Activity:
Reproduce exactly the lines from the one containing "Phrase: white-framed window" through the last line of the records below, both included. Leave out any pictures.

Recorded information:
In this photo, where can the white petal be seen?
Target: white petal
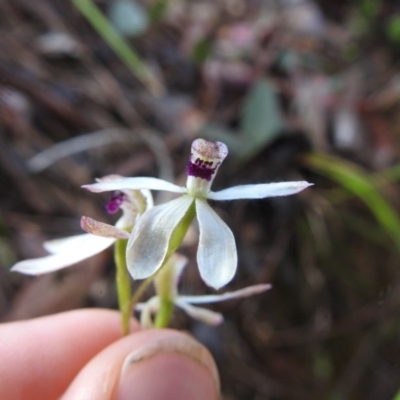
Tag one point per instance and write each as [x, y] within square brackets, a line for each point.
[259, 191]
[150, 237]
[245, 292]
[98, 228]
[216, 255]
[88, 247]
[134, 184]
[71, 243]
[201, 314]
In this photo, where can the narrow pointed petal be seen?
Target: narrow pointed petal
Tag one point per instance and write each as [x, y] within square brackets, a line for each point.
[201, 314]
[134, 184]
[245, 292]
[259, 191]
[216, 255]
[150, 237]
[71, 243]
[98, 228]
[88, 247]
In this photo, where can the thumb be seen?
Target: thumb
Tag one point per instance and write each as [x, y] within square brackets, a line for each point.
[148, 365]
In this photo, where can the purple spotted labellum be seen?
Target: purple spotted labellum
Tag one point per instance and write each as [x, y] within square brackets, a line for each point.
[67, 251]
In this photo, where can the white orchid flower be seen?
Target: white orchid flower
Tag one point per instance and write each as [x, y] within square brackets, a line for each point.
[149, 241]
[166, 283]
[71, 250]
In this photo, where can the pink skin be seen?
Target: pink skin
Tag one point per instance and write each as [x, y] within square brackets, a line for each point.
[80, 354]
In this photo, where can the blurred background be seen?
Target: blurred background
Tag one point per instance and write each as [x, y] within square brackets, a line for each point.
[298, 90]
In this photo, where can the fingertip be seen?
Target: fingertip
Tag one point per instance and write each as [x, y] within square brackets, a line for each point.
[149, 365]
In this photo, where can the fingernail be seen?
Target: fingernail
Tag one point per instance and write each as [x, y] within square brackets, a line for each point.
[176, 368]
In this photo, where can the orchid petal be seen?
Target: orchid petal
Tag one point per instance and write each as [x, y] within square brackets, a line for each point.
[98, 228]
[201, 314]
[89, 245]
[259, 191]
[245, 292]
[150, 237]
[134, 184]
[71, 243]
[216, 255]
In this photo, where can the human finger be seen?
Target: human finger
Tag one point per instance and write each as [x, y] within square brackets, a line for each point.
[149, 365]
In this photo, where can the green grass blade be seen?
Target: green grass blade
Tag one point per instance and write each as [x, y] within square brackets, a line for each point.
[120, 46]
[356, 181]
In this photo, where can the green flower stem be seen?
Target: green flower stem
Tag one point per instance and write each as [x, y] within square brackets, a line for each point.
[138, 294]
[123, 284]
[164, 314]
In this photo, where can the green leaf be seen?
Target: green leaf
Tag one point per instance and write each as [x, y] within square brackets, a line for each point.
[357, 181]
[261, 120]
[128, 17]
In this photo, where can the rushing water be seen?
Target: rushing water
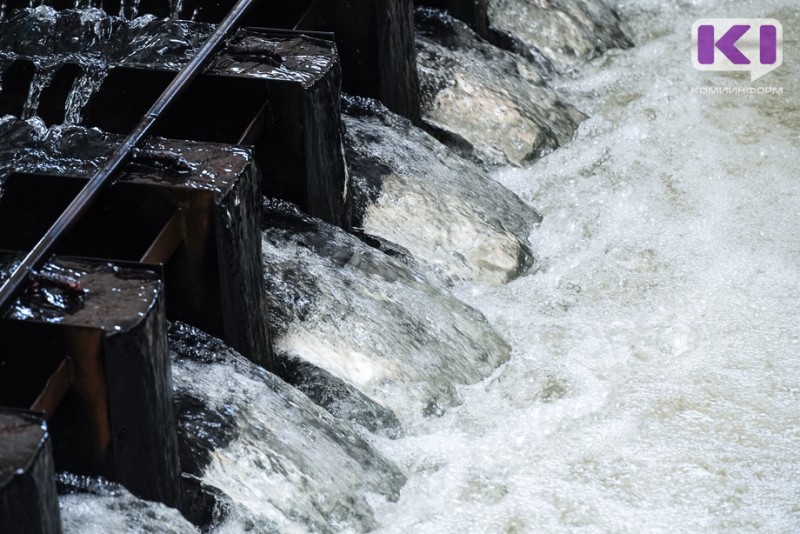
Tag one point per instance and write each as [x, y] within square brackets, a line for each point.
[654, 381]
[644, 375]
[411, 190]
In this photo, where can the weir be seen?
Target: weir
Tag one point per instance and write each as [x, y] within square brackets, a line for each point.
[136, 321]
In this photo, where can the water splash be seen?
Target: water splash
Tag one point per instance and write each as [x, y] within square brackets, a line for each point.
[276, 461]
[566, 32]
[84, 87]
[96, 506]
[45, 70]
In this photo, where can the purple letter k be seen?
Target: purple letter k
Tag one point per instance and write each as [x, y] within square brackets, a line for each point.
[726, 44]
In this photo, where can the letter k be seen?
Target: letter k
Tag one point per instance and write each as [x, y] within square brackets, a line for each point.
[726, 44]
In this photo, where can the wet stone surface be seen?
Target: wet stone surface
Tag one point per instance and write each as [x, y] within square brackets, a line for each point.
[410, 190]
[487, 104]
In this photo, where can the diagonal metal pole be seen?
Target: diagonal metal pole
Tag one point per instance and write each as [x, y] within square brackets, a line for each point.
[105, 176]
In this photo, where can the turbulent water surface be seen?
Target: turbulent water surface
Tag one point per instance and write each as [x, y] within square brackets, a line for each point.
[654, 382]
[640, 377]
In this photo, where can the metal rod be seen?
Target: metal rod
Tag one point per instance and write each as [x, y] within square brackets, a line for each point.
[104, 177]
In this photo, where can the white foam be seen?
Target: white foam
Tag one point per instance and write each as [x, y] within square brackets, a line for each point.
[654, 385]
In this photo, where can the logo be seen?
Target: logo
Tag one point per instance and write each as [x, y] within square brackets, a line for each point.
[753, 45]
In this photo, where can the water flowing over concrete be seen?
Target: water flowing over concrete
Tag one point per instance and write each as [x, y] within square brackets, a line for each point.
[269, 457]
[411, 190]
[369, 319]
[96, 506]
[563, 33]
[653, 386]
[486, 104]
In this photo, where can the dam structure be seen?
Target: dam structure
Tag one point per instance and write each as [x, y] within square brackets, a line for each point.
[393, 266]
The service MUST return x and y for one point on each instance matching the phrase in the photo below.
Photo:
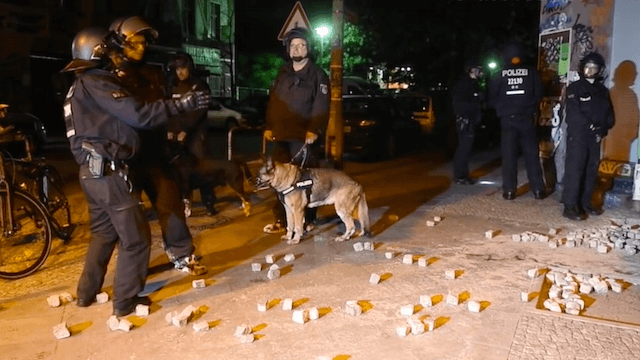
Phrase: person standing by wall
(467, 102)
(589, 118)
(186, 133)
(297, 113)
(156, 176)
(515, 91)
(102, 121)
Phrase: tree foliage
(358, 48)
(259, 71)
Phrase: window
(214, 21)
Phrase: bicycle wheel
(54, 199)
(24, 247)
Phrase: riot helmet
(473, 69)
(129, 36)
(592, 66)
(126, 27)
(88, 49)
(297, 33)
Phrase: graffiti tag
(555, 5)
(583, 38)
(555, 22)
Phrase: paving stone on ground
(541, 336)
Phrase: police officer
(589, 118)
(515, 93)
(297, 113)
(102, 119)
(156, 176)
(467, 102)
(186, 133)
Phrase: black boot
(572, 213)
(211, 210)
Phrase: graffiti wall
(569, 29)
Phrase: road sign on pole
(297, 18)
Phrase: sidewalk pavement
(326, 274)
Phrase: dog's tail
(245, 169)
(363, 216)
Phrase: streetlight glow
(322, 31)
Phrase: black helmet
(88, 49)
(470, 64)
(595, 58)
(297, 33)
(125, 27)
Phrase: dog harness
(303, 183)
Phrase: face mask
(591, 70)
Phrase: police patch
(72, 89)
(119, 94)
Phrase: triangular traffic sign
(297, 18)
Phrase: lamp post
(322, 31)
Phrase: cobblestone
(572, 339)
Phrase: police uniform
(515, 93)
(187, 154)
(589, 118)
(99, 112)
(155, 175)
(467, 97)
(298, 102)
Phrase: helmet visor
(591, 70)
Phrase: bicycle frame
(6, 213)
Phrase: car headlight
(367, 123)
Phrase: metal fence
(242, 92)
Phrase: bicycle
(32, 208)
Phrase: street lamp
(322, 31)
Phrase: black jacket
(100, 110)
(192, 123)
(516, 90)
(589, 109)
(298, 102)
(467, 99)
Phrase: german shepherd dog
(328, 187)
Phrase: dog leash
(304, 150)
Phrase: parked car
(355, 86)
(220, 116)
(420, 107)
(374, 127)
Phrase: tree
(259, 71)
(357, 45)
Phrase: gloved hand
(310, 137)
(193, 100)
(268, 135)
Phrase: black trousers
(463, 152)
(517, 133)
(117, 219)
(580, 169)
(283, 152)
(161, 185)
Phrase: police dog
(328, 187)
(231, 173)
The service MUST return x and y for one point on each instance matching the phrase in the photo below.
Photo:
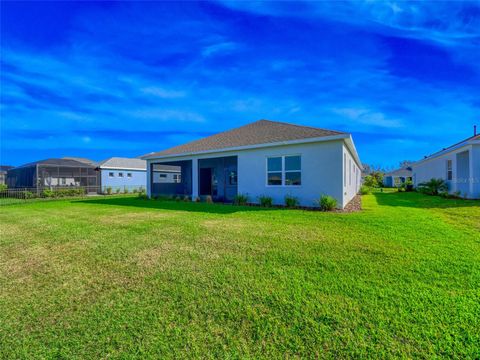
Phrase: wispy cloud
(122, 71)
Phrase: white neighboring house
(263, 158)
(458, 165)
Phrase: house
(397, 177)
(122, 173)
(262, 158)
(458, 165)
(53, 173)
(131, 174)
(3, 173)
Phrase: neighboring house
(263, 158)
(3, 173)
(458, 165)
(125, 173)
(397, 177)
(53, 173)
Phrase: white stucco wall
(322, 172)
(437, 168)
(351, 176)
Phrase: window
(449, 170)
(284, 170)
(232, 178)
(350, 172)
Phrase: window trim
(283, 171)
(449, 169)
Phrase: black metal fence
(24, 195)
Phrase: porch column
(471, 173)
(149, 178)
(194, 179)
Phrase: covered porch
(216, 177)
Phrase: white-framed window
(449, 170)
(284, 170)
(350, 172)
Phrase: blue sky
(123, 79)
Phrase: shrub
(365, 190)
(28, 195)
(291, 201)
(208, 199)
(433, 186)
(240, 199)
(265, 201)
(327, 203)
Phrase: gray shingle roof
(256, 133)
(122, 163)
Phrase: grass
(124, 278)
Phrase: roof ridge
(297, 125)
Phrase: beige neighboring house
(458, 165)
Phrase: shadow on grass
(417, 200)
(172, 205)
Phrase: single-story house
(3, 173)
(458, 165)
(263, 158)
(53, 173)
(397, 177)
(122, 173)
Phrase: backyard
(126, 277)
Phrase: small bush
(208, 199)
(240, 199)
(291, 201)
(433, 187)
(47, 193)
(327, 203)
(265, 201)
(365, 190)
(28, 195)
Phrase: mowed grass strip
(125, 277)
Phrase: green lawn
(125, 277)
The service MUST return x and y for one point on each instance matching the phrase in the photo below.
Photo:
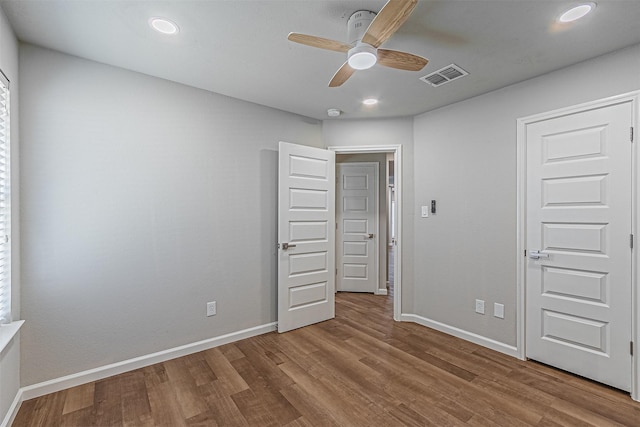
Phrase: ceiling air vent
(444, 75)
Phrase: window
(5, 204)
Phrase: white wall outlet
(498, 310)
(211, 308)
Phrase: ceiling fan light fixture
(163, 25)
(362, 56)
(577, 12)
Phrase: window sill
(8, 331)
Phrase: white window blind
(5, 205)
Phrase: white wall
(10, 356)
(465, 158)
(397, 131)
(142, 200)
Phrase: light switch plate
(498, 310)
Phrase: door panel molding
(588, 191)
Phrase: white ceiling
(239, 48)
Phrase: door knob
(537, 255)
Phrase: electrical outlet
(498, 310)
(211, 308)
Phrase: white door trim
(521, 222)
(397, 158)
(375, 253)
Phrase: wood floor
(360, 369)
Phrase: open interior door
(306, 236)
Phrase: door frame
(521, 222)
(396, 150)
(376, 246)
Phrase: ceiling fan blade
(319, 42)
(401, 60)
(388, 20)
(341, 75)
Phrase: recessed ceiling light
(163, 25)
(577, 12)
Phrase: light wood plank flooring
(360, 369)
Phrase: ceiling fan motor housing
(357, 25)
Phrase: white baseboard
(57, 384)
(13, 410)
(461, 333)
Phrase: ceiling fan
(366, 32)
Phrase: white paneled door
(357, 217)
(578, 238)
(306, 236)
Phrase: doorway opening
(391, 253)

Written solution:
Phrase: white-framed window
(449, 170)
(284, 170)
(350, 172)
Phrase: blue sky
(123, 79)
Phrase: shrub
(365, 190)
(28, 195)
(291, 201)
(208, 199)
(433, 186)
(240, 199)
(265, 201)
(327, 203)
Phrase: gray shingle roof
(256, 133)
(122, 163)
Phrase: grass
(124, 278)
Phrase: roof ridge
(297, 125)
Phrase: beige neighboring house
(458, 165)
Phrase: shadow on grass
(417, 200)
(172, 205)
Phrase: single-story house
(3, 173)
(458, 165)
(263, 158)
(53, 173)
(397, 177)
(122, 173)
Phrase: backyard
(126, 277)
Phrase: small bush
(208, 199)
(240, 199)
(291, 201)
(433, 187)
(47, 193)
(327, 203)
(265, 201)
(365, 190)
(28, 195)
Phrase: mowed grass strip
(125, 277)
Phrase: green lawn
(125, 277)
The service MUST return x and y for one point on each instance matching the phrase in the photo below.
Photo:
Phrase: ceiling air vent
(444, 75)
Phrase: window
(5, 204)
Phrase: white wall outlet
(498, 310)
(211, 308)
Phrase: ceiling fan light fixture
(163, 25)
(362, 56)
(577, 12)
Phrase: window sill
(8, 331)
Phrase: white window blind
(5, 205)
Phrase: white wall
(10, 356)
(465, 158)
(397, 131)
(142, 200)
Phrase: light switch plate
(498, 310)
Phrase: door panel molding
(588, 191)
Phrase: white ceiling
(239, 48)
Phrase: door knob
(537, 255)
Phrase: electrical outlet
(498, 310)
(211, 308)
Phrase: white door trim
(521, 222)
(397, 158)
(375, 253)
Phrase: wood floor
(360, 369)
Phrase: open interior door
(306, 236)
Phrase: door frame
(521, 222)
(396, 150)
(376, 246)
Phrase: ceiling fan blade
(319, 42)
(401, 60)
(388, 20)
(341, 75)
Phrase: recessed ceiling light
(163, 25)
(577, 12)
Phrase: light wood plank flooring
(360, 369)
Phrase: ceiling fan motor housing
(357, 25)
Phrase: white baseboard
(57, 384)
(13, 410)
(461, 333)
Phrase: ceiling fan
(366, 32)
Phrase: white paneled door
(357, 217)
(578, 238)
(306, 236)
Phrase: doorway opening
(391, 253)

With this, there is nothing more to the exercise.